- EXCERPT TO READ -
━━━
Paul Dickinson is the Executive Chair of the CDP (formerly the Carbon Disclosure Project), an NGO that runs a carbon disclosure system to enable companies, cities, states and regions to measure and manage their environmental impacts.
Paul is shouting across the room as we open the call.
P: “What do you see in the picture?
He turns back to the screen.
P: “I’m just checking with a colleague who has known me for ages... Hold on....” Someone shouts back:
Paul asked for his picture to be taken on the steps of the Ministry of Defence and I had spoken to the security guards at the door to see if it would be possible. The response was a clear refusal but, in a moment of chat and banter, there was mention that each evening the doors were closed, monitored only by CCTV. It felt like a ‘No’ that I could work with.
We meet at the building on a warm, balmy evening. Paul is chatting about the Photo-Dialogue project and his choice of casual clothes for the photograph. We don’t have much time, he has another appointment and I wonder how long it will take for the guards to turn up, but I hear his care and concern for me as we work. I struggle to reconcile the man before me with the impression I hold of him as an inevitably hard-edged activist and business leader.
CDP’s numbers are staggering. Paul started the project in 2000 with the idea of creating a global economy that would work sustainably and prevent dangerous climate change. Now they have more than 6000 companies and 500 cities reporting annually through them. They represent supply chain members with a purchasing power of $2.7tn and investor assets of $100tn. In addition, a total of 71 states and regions now measure their environmental impact through CDP.
S: So, how do you conceptualize the future? What does ‘vision’ mean for you?
P: The simplicity for me, is that since I became very concerned about climate changes, I found myself immediately surrounded by just a hell of a lot of pictures from scientists about the future. A colleague once asked, “Have you read the 3rd Assessment Report?”, which is from the Intergovernmental Panel on Climate Change and I said, “Well, I’ve sort of looked at it.” And he said, “No, have you read it?” and I said, “It’s one and a half thousand pages...” He said, “No, no, you have to read it.” So I did. And in that one and a half thousand pages were just lots and lots of pictures of the future. And often with some choices, of course. We can get away without much trouble or there might be a lot of trouble.
S: If I’ve understood you, it feels graphic, visual, but I wasn’t sure if you meant you were literally seeing pictures or you were converting the text into pictures.
P: Well, on that specific on that specific point, if I think about the big ‘felt’ moments; I studied at Schumacher College and Stefan Harding was talking [on global warming], I was a bit facetious to him. I said, “So what if Bangladesh floods, and it’s always been too cold here.” He said, “No, no, the Gulf Stream is going to shut off and it’s going to be freezing here and we haven’t got enough snow ploughs.” So the first sense that I had, a real sense of climate change, pictures if you will, was the discontinuity between my childhood, which was a happy childhood, and then a future that was going to be different, so I felt that discontinuity, that was my first real climate change feeling.
━━━
- DATA PROVIDED -
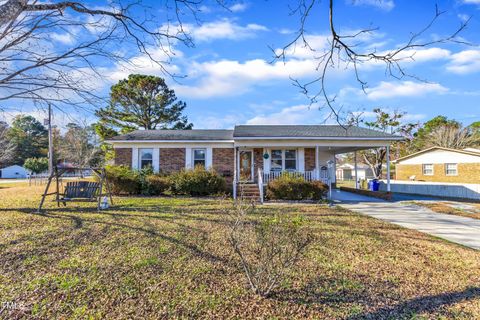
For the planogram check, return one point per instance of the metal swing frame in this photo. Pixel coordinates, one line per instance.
(96, 195)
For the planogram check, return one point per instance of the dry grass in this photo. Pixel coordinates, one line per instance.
(449, 208)
(161, 258)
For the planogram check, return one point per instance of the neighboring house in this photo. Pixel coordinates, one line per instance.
(248, 151)
(346, 171)
(14, 172)
(439, 164)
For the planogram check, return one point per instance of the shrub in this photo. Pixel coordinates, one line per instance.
(267, 251)
(158, 184)
(292, 187)
(123, 180)
(36, 165)
(197, 182)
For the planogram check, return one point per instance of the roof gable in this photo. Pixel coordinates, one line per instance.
(307, 131)
(433, 149)
(175, 135)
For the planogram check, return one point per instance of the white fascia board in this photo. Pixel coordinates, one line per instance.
(169, 141)
(323, 138)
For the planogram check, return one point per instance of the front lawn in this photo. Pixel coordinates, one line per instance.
(153, 258)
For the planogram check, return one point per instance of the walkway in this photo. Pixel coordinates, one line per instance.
(462, 230)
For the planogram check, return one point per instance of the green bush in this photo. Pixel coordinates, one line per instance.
(292, 187)
(36, 165)
(123, 180)
(197, 182)
(158, 184)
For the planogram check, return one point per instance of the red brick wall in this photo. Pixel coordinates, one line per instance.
(223, 162)
(172, 159)
(123, 156)
(309, 159)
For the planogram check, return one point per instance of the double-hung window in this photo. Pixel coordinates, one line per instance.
(199, 157)
(283, 160)
(277, 160)
(451, 169)
(145, 158)
(427, 169)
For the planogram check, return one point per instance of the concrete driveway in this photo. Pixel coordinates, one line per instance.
(462, 230)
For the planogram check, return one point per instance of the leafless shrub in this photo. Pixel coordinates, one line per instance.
(7, 148)
(268, 249)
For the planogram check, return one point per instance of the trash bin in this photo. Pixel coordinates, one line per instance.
(374, 185)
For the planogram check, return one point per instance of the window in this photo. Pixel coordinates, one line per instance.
(284, 160)
(451, 169)
(146, 158)
(199, 157)
(276, 164)
(290, 160)
(428, 169)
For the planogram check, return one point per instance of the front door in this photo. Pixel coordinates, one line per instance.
(246, 165)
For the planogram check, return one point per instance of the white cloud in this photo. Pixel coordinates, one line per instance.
(65, 38)
(387, 90)
(386, 5)
(220, 121)
(299, 114)
(463, 62)
(223, 29)
(231, 77)
(238, 7)
(463, 17)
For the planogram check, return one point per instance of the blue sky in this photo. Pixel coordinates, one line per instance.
(231, 79)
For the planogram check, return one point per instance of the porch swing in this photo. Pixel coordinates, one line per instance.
(78, 191)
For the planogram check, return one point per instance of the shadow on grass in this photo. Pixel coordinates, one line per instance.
(79, 222)
(419, 305)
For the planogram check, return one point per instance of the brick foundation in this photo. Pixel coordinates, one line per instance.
(172, 159)
(123, 157)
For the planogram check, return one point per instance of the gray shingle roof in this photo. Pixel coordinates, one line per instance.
(196, 134)
(256, 131)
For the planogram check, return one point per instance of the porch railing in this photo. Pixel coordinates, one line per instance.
(260, 185)
(307, 175)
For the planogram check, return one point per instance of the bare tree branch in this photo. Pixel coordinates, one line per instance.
(35, 66)
(343, 52)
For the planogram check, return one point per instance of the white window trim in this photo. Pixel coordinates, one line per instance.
(423, 169)
(139, 158)
(283, 157)
(193, 156)
(451, 174)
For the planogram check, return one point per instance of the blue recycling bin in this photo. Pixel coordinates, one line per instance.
(374, 185)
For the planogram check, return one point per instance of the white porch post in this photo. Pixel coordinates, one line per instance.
(388, 168)
(135, 158)
(356, 169)
(301, 160)
(156, 159)
(235, 168)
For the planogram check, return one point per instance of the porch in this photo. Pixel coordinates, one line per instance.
(256, 166)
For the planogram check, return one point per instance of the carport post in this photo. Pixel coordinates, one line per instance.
(356, 169)
(388, 168)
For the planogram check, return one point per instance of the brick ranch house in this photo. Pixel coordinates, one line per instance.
(439, 164)
(248, 154)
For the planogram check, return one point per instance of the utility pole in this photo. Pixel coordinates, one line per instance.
(50, 139)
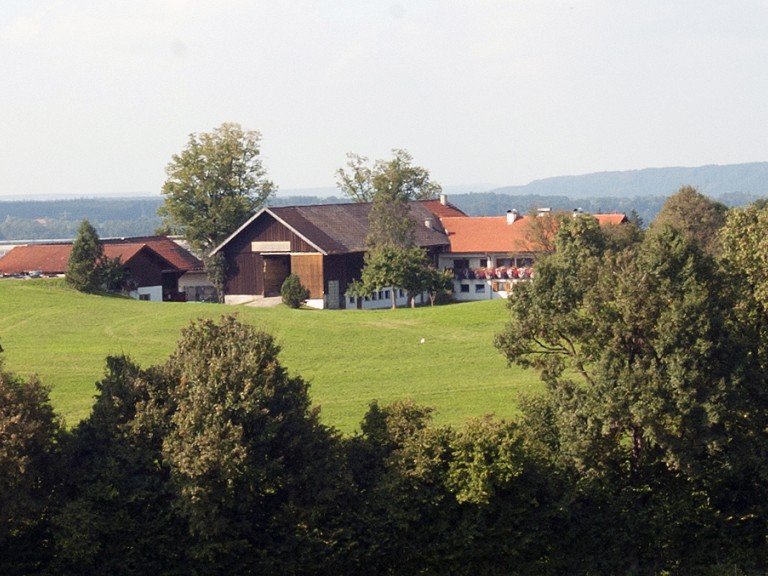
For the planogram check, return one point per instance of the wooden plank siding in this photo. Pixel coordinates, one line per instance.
(247, 268)
(309, 269)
━━━
- SHORT TASK A -
Print the section of the Paul Dickinson interview from "Paul Dickinson is" to "to the screen.".
- SHORT TASK B -
In the Paul Dickinson interview, why did the writer regard the security guards' refusal as a "No" that could be worked with? Answer in one to three sentences.
- SHORT TASK C -
According to the Paul Dickinson interview, in what year did Paul start the project?
The material comes from a different source than the Paul Dickinson interview.

- FULL ANSWER A -
Paul Dickinson is the Executive Chair of the CDP (formerly the Carbon Disclosure Project), an NGO that runs a carbon disclosure system to enable companies, cities, states and regions to measure and manage their environmental impacts.
Paul is shouting across the room as we open the call.
P: “What do you see in the picture?
He turns back to the screen.

- FULL ANSWER B -
While chatting with the guards, the writer heard that the doors were closed each evening and watched only by CCTV. That suggested the photograph could be taken on the steps in the evening despite the refusal.

- FULL ANSWER C -
He started it in 2000.